# Directions
Copy out the listing below word for word, starting with the line that contains "the black belt" and going on through the end of the listing. Omit the pictures.

# Raw data
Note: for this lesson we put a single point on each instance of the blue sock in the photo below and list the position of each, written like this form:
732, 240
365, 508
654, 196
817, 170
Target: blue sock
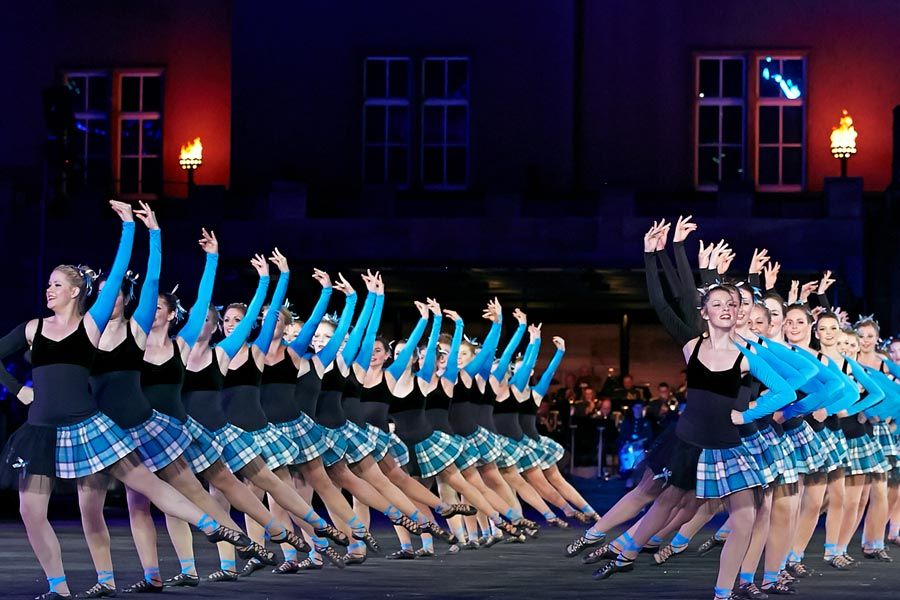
55, 582
151, 575
207, 524
188, 566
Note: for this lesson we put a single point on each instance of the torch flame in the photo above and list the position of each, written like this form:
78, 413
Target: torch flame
843, 137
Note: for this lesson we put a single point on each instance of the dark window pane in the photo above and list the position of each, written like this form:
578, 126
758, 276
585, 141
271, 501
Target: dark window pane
733, 78
768, 124
792, 166
709, 78
376, 78
151, 176
375, 116
398, 165
434, 79
128, 177
458, 79
130, 133
98, 94
399, 79
398, 125
708, 126
457, 124
792, 124
131, 94
433, 166
433, 127
732, 161
374, 165
152, 94
768, 166
456, 166
732, 124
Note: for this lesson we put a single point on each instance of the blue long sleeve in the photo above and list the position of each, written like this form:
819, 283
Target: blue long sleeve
397, 367
452, 369
351, 348
191, 330
233, 342
301, 342
329, 352
146, 309
267, 329
544, 384
780, 392
364, 357
103, 306
427, 370
503, 365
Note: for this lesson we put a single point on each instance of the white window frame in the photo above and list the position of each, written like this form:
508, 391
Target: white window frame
387, 102
719, 102
445, 103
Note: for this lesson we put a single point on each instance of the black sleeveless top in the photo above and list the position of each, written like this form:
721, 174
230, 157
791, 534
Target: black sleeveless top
706, 422
162, 385
60, 373
116, 383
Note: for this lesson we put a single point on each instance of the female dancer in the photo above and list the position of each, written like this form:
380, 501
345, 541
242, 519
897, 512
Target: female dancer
66, 436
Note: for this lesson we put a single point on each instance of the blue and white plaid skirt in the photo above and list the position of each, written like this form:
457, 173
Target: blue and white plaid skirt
809, 456
204, 450
864, 456
487, 445
276, 448
161, 440
437, 452
238, 446
307, 435
469, 456
724, 471
359, 444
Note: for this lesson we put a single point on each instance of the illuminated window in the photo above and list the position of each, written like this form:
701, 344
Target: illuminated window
720, 120
445, 123
780, 133
386, 121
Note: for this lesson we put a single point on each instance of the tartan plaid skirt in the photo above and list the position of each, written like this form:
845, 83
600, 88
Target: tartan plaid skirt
238, 446
864, 456
307, 435
276, 448
487, 446
160, 440
437, 452
809, 456
204, 450
359, 444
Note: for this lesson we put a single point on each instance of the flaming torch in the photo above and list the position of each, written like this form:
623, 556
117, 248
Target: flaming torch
190, 159
843, 141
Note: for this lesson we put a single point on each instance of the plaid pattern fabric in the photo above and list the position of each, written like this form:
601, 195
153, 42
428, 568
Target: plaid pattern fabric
489, 449
238, 447
160, 440
204, 450
864, 456
276, 448
724, 471
809, 456
359, 444
469, 457
337, 445
307, 435
89, 446
437, 452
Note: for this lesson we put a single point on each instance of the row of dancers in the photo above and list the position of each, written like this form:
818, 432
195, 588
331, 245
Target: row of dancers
790, 413
322, 406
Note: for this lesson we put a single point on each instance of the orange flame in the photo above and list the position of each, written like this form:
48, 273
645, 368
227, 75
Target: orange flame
843, 137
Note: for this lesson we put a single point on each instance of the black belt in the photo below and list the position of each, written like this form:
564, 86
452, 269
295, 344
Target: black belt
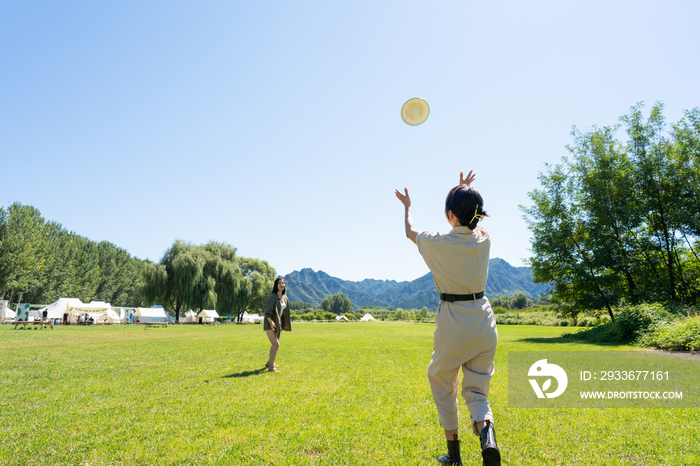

# The output
Note: for this lesson we put a single point on each instance of the black belt in the photo below and list the position of each, written like this form:
564, 86
452, 269
295, 344
Target: black belt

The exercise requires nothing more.